■ HALAMAN:
----------------------------------------

Info diinginkan :

Senin, 27 April 2009

Politik Kotor Dalam Ekonomi Unggas

My tit
UU Peternakan yang Belum Mampu Dijalankan Selama ini
Kenapa harus diubah ?

Membaca dan memahami UU No.6 Tahun 1967 sebanyak 27 Pasal 9 Bab, diantaranya bunyi Pasal 2 adalah, “ Dibidang peternakan dan pemeliharaan kesehatan hewan diadakan perombakan dan pembangunan-pembangunan dengan tujuan utama penambahan produksi untuk meningkatkan taraf hidup peternak Indonesia untuk dapat memenuhi keperluan bahan makanan yang berasal dari ternak bagi seluruh rakyat Indonesia secara adil merata dan cukup”. Selanjutnya pada Bab II Pasal 8 Tujan peternakan “ Peternakan diselenggarakan dengan tujuan untuk : c. mempertinggi penghasilan dan taraf hidup rakyat terutama rakyat petani peternak”. Kemudian pada Pasal 10 tentang Peternakan Rakyat ayat (1) Pemerintah mengusahakan agar sebanyak mungkin rakyat menye-lenggarakan peternakan.

Melihat kenyataan perunggasan Nasional sejak Tahun 1979 sampai sekarang ini, sangat banyak pihak swasta perusahaan besar PMA dan Pemerintah melanggar Pasal-pasal didalam UU No.6/1967. Peternakan rakyat semakin lama semakin sangat berkurang dan bahkan nyaris hilang, apalagi dengan upaya mempertinggi taraf hidup bagi rakyat petani peternak adalah semakin jauh saja.

----------------------------------------

■ ENTRI DATA:
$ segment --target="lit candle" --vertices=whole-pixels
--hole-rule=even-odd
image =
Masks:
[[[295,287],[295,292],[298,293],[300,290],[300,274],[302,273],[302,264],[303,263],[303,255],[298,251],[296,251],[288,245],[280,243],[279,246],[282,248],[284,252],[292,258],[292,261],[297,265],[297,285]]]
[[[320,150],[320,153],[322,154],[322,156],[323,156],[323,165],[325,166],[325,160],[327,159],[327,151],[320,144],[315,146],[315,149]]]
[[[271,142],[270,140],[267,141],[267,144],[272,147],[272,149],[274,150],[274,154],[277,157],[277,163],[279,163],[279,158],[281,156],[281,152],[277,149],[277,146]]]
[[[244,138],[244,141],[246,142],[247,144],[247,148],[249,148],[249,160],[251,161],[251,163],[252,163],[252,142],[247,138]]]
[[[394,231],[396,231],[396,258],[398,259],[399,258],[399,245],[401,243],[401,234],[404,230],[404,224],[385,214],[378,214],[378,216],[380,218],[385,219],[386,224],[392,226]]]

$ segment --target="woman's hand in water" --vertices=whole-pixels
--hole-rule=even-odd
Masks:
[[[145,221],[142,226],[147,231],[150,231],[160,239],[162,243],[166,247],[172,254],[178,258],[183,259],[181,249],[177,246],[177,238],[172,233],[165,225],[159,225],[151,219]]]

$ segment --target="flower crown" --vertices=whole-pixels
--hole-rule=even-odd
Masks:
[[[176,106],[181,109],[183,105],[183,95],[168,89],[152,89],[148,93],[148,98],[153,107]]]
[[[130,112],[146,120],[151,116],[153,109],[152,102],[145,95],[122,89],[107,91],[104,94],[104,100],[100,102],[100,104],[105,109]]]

----------------------------------------

■ INSTRUKSI TERTULIS 1:
Jawablah pertanyaan berikut berdasarkan teks tentang UU Peternakan:
(a) Berapa jumlah pasal dan bab UU No.6 Tahun 1967 menurut teks?
(b) Apa yang diusahakan Pemerintah menurut Pasal 10 ayat (1)?
(c) Sejak tahun berapa kenyataan perunggasan Nasional disebut dalam teks?
■ INSTRUKSI TERTULIS 2: Tuliskan lanjutan teks tentang UU Peternakan, dimulai setelah kalimat terakhir yang ditampilkan.
Item-item tersebut tidak berkaitan dengan teks tentang UU Peternakan.

■ HASIL AKHIR 1:
(a) 27 pasal dan 9 bab.
(b) Pemerintah mengusahakan agar sebanyak mungkin rakyat menyelenggarakan peternakan.
(c) Sejak tahun 1979.

■ HASIL AKHIR 2:
Kita berharap dan beranggapan selama ini, dengan masuknya investasi asing dibidang peternakan unggas, akan terjadi perkembangan dan pertumbuhan usaha rakyat untuk mempertinggi taraf hidup rakyat, sesuai dengan bunyi Pasal 2 yang menyatakan pembangunan peternakan di Indonesia harus diselenggarakan secara adil dan merata, tidak saling melakukan pemerasan seseorang terhadap orang lain (Pasal 5). Malah kenyataannya adalah sebaliknya dan terlihat nyata pihak Pemerintah tidak tanggap terhadap permasalahan matinya usaha peternakan rakyat selama ini.



Kenaikan/penurunan yang tajam harga bibit DOC yang mendadak dan serentak disemua Breeding Farm (BF) begitu juga dengan kenaikan/penurunan harga Pakan disemua Perusahaan Makanan Ternak (PMT) tanpa melalui upaya musyawarah terlebih dahulu dengan pelaku unggas terkait, bentuk kejahatan ekonomi seperti apakah ini ? Tidakkah ini merupakan pelanggaran nyata terhadap Pasal 5 tersebut ? Masuknya para perusahaan PMA kedalam usaha budidaya komersial sehingga menggusur usaha budidaya rakyat adalah juga merupakan suatu bentuk pelanggaran terhadap Pasal 8 UU No.6/1967. Selama ini Pemerintah belum menjalankan UU No.6/1967 ini secara benar dan konsekwen. Hal ini terbukti dengan semakin terpuruknya usaha budidaya peternakan unggas yang dilakukan oleh rakyat dan kondisi inilah yang memicu permasalahan perunggasan Nasional selama ini.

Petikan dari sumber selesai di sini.